Can you reproduce, word for word, the part of the listing below from the line with "Reviewer note: confirm that each instance of the white cloud" up to and including the line with "Query: dirt path"?

==== Records shown ====

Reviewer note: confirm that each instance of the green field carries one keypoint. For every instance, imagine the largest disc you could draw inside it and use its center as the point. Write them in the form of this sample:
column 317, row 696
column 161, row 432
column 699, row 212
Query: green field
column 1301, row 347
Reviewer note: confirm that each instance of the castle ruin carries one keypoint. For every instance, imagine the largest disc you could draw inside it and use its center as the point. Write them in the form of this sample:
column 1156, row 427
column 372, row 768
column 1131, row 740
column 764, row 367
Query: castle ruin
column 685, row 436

====
==== Records shown ====

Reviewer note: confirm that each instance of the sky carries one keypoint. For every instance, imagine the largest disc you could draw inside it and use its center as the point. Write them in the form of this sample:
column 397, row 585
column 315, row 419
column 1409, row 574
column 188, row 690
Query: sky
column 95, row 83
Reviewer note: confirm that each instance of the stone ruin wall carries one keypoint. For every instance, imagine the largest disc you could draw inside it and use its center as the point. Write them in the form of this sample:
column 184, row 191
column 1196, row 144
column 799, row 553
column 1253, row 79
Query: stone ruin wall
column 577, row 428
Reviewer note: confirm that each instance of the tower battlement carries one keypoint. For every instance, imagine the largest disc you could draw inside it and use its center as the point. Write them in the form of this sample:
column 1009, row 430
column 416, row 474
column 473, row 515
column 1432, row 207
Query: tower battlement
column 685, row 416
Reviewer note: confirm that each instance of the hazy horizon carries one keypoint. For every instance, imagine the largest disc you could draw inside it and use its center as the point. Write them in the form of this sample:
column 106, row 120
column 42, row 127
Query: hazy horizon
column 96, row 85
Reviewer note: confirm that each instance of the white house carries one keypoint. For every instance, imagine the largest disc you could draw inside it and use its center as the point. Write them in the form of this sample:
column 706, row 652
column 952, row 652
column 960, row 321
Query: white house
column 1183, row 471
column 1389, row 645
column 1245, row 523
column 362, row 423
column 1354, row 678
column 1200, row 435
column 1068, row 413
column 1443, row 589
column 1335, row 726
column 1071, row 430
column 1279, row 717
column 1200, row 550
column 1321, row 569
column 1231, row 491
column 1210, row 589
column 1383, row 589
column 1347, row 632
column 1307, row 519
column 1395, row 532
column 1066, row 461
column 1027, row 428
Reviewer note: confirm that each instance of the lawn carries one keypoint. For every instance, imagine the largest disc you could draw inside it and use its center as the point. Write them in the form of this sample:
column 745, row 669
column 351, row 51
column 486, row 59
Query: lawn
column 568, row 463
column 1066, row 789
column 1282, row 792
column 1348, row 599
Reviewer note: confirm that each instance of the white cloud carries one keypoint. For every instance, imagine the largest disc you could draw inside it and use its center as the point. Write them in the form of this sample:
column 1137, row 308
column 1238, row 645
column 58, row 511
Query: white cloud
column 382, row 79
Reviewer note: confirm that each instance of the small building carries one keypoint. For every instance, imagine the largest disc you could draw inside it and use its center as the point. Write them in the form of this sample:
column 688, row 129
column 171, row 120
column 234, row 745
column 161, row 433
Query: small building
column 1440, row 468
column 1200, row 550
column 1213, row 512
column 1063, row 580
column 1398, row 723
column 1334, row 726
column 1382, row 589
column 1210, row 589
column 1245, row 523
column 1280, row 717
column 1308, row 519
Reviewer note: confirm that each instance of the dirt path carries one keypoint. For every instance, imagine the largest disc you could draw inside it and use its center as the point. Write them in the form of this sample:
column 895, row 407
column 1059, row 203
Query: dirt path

====
==== Records shown ====

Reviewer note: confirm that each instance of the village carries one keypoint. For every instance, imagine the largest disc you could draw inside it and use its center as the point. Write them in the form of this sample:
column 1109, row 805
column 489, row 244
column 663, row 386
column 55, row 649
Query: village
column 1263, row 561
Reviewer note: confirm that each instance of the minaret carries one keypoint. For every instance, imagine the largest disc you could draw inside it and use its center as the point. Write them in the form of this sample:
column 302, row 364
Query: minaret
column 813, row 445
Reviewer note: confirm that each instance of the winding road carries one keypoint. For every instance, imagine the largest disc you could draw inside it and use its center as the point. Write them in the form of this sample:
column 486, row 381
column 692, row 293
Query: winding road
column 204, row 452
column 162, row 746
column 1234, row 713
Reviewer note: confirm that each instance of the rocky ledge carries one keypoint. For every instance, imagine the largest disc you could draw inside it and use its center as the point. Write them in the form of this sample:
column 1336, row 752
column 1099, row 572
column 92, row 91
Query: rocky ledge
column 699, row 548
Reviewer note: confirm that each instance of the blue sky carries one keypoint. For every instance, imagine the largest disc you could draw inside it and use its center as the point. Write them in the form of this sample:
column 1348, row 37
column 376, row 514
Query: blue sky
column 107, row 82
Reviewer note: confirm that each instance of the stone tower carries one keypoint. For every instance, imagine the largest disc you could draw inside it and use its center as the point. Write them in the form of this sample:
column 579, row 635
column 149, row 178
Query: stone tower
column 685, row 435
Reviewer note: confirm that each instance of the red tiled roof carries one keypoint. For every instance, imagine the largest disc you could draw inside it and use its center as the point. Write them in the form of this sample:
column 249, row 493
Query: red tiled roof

====

### Response to the exercise:
Reviewer note: confirm that each instance of the white cloud carries one keypoint. For every instance, imagine the largest disc you could draw inside it and use its center as the point. Write them in the form of this sample:
column 1137, row 308
column 1238, row 645
column 58, row 511
Query: white cloud
column 382, row 79
Reviewer note: confirm that each instance of the small building carries one keypoint. For every instance, imagine the largest disc you could draw inside it and use its center as the point. Write them in the form of this sample:
column 688, row 129
column 171, row 120
column 234, row 745
column 161, row 433
Query: small building
column 1440, row 468
column 1200, row 550
column 1213, row 512
column 1063, row 580
column 1398, row 723
column 1334, row 726
column 1382, row 589
column 1210, row 589
column 1245, row 523
column 1280, row 717
column 1308, row 519
Reviewer note: confirm that each instance of the dirt path carries one keypoint. For every instance, imagine the largest disc you could draw inside it and use its center as the point. Write them in the form of this sample:
column 895, row 407
column 1059, row 203
Query: dirt path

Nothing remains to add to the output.